▶ **Instructions to follow**
Write out all the material exactly. Leave nothing out.

▶ **Records to process**
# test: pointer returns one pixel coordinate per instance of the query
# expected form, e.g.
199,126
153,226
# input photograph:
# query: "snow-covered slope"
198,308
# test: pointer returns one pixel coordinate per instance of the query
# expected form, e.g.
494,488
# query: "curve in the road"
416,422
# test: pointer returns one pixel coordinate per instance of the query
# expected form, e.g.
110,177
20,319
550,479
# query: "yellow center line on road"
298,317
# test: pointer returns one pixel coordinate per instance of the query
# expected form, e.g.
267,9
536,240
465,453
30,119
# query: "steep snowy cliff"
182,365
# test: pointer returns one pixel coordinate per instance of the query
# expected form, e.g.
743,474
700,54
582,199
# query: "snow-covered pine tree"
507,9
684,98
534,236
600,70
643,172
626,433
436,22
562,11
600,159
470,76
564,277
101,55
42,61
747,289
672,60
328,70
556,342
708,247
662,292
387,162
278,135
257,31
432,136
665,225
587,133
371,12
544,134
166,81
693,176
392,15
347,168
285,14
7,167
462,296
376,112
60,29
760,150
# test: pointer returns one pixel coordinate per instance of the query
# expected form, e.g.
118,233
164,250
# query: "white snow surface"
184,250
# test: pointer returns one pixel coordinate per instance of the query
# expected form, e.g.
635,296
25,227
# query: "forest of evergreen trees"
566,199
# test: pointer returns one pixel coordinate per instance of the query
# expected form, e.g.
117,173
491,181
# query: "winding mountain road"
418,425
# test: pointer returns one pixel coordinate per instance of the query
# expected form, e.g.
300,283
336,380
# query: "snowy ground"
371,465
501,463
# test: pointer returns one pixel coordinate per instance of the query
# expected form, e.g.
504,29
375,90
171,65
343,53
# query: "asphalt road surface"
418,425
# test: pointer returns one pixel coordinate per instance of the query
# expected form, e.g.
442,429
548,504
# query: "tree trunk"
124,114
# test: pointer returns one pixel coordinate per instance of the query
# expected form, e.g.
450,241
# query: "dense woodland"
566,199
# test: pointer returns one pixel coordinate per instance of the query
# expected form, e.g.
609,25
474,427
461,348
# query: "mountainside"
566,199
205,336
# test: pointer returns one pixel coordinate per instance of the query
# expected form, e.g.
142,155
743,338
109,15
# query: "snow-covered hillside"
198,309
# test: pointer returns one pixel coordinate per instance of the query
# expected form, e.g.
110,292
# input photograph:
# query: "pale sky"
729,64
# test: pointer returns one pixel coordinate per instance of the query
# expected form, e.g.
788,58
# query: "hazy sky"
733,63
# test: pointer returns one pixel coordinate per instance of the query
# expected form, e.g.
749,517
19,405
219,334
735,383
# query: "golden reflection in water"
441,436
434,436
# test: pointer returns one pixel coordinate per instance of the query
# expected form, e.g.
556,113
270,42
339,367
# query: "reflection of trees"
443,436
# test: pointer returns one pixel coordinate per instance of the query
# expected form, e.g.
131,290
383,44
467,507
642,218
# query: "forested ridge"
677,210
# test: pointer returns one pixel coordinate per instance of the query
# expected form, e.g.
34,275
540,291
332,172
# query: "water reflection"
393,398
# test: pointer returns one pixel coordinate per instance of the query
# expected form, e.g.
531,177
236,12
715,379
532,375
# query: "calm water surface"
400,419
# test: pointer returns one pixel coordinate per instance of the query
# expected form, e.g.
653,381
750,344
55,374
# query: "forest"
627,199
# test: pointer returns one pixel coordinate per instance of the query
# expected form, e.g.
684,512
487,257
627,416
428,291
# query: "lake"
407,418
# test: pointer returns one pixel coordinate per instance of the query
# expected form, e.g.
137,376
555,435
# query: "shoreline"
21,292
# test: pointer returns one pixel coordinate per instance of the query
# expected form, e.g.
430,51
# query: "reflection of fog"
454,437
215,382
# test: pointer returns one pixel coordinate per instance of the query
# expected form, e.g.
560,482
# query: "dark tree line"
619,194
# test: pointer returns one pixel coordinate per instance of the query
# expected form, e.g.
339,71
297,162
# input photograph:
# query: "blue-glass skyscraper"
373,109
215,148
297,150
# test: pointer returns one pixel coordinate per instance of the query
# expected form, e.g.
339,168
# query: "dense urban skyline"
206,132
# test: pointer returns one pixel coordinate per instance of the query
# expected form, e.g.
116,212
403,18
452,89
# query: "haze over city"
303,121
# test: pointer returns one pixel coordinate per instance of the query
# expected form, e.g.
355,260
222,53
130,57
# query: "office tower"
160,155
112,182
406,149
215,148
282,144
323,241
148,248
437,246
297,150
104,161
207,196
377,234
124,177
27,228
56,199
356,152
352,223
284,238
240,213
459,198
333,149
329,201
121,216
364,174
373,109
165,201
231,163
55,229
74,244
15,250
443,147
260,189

▶ **Exercise output**
# test: pointer returns one pixel coordinate per instance of the query
# expected form, e.g.
199,126
153,226
# input photograph:
# query: "snow-covered slope"
198,308
# test: pointer returns one pixel coordinate per instance of the query
# expected form, e.g.
494,488
# query: "curve in the road"
416,422
# test: pointer returns one pixel coordinate per instance of the query
# expected form, e.g.
110,177
20,319
550,479
# query: "yellow center line on road"
298,317
# test: pointer returns one pixel coordinate per instance of the query
# expected form, e.g.
267,9
536,240
465,453
30,119
# query: "steep snowy cliff"
182,365
# test: pointer returns one pixel coordinate per instance of the query
# expected form, e.g.
743,474
700,54
582,199
# query: "snow-covered pine tree"
507,9
684,98
534,236
600,70
643,172
626,433
436,22
562,11
600,159
470,76
564,277
101,55
42,61
747,289
672,60
328,70
556,342
708,247
662,292
387,162
278,135
257,31
432,136
665,225
587,133
371,12
544,134
166,81
693,176
392,15
347,168
285,14
7,167
462,296
376,112
60,29
760,150
# test: pointer returns one pixel coordinate per instance of the query
# expected form, e.g.
118,233
164,250
# query: "white snow surface"
184,250
# test: pointer returns one pixel coordinate per instance of the query
# expected form, e.g.
635,296
25,227
# query: "forest of evergreen trees"
566,199
# test: pointer returns one pixel coordinate per instance of the query
# expected form, e.g.
117,173
491,181
# query: "winding mountain road"
418,425
# test: pointer returns one pixel coordinate per instance of the query
# expected form, e.g.
300,283
336,380
# query: "snowy ground"
371,465
501,463
# test: pointer returns one pixel coordinate per instance of the query
# expected form, e.g.
504,29
375,90
171,65
343,53
# query: "asphalt road surface"
418,425
# test: pointer returns one pixel coordinate per instance of the query
# expected form, e.g.
442,429
548,504
# query: "tree trunk"
124,114
# test: pointer returns one pixel coordinate per instance of the query
# expected form, e.g.
450,241
# query: "dense woodland"
566,199
# test: pointer returns one pixel coordinate per instance of the query
# expected form, e.g.
609,25
474,427
461,348
# query: "mountainside"
566,199
205,336
# test: pointer returns one pixel coordinate per instance of the query
# expected form, e.g.
142,155
743,338
109,15
# query: "snow-covered hillside"
198,309
# test: pointer returns one pixel coordinate per instance of the query
# expected form, e.g.
110,292
# input photograph:
# query: "pale sky"
729,64
# test: pointer returns one pixel coordinate per instance of the query
# expected form, e.g.
788,58
# query: "hazy sky"
733,63
# test: pointer returns one pixel coordinate per instance of the query
# expected form, e.g.
749,517
19,405
219,334
735,383
# query: "golden reflection in water"
441,436
434,436
# test: pointer returns one pixel coordinate per instance of the query
# expected form, e.g.
556,113
270,42
339,367
# query: "reflection of trees"
443,436
# test: pointer returns one pixel coordinate per instance of the query
# expected form, e.g.
131,290
383,44
467,507
642,218
# query: "forested ridge"
677,210
# test: pointer returns one pixel coordinate per instance of the query
# expected form, e.g.
34,275
540,291
332,172
# query: "water reflection"
393,398
# test: pointer returns one pixel coordinate per instance of the query
# expected form, e.g.
531,177
236,12
715,379
532,375
# query: "calm water surface"
400,419
# test: pointer returns one pixel coordinate per instance of the query
# expected form, e.g.
653,381
750,344
55,374
# query: "forest"
627,199
# test: pointer returns one pixel coordinate per instance of the query
# expected form, e.g.
684,512
487,257
627,416
428,291
# query: "lake"
407,418
# test: pointer returns one pixel coordinate per instance of the query
# expected form, e.g.
137,376
555,435
# query: "shoreline"
21,292
# test: pointer returns one pixel coordinate per instance of the query
# expected form, e.g.
430,51
# query: "reflection of fog"
454,437
215,382
# test: pointer returns one pixel coordinate per instance of the query
# expected form, e.g.
560,482
# query: "dark tree line"
619,194
# test: pointer returns one pixel coordinate per instance of the query
# expected form, e.g.
339,71
297,162
# input photograph:
# query: "blue-glass skyscraper"
373,109
215,148
297,150
# test: pointer returns one pixel coordinate per instance of the query
# expected form, e.g.
339,168
# query: "dense urban skyline"
206,132
# test: pointer returns one pixel coordinate per instance of the query
# expected form, e.g.
116,212
403,18
452,89
# query: "haze over city"
303,121
# test: pointer returns one pixel coordinate per instance of the query
# expected form, e.g.
355,260
222,53
130,57
# query: "office tower"
160,155
112,182
406,149
215,148
282,144
323,241
148,248
437,246
297,150
104,161
207,196
377,234
124,177
27,228
56,199
356,152
352,223
284,238
240,213
459,198
333,149
329,201
121,216
364,174
373,109
165,201
231,163
55,229
74,244
15,250
443,147
260,189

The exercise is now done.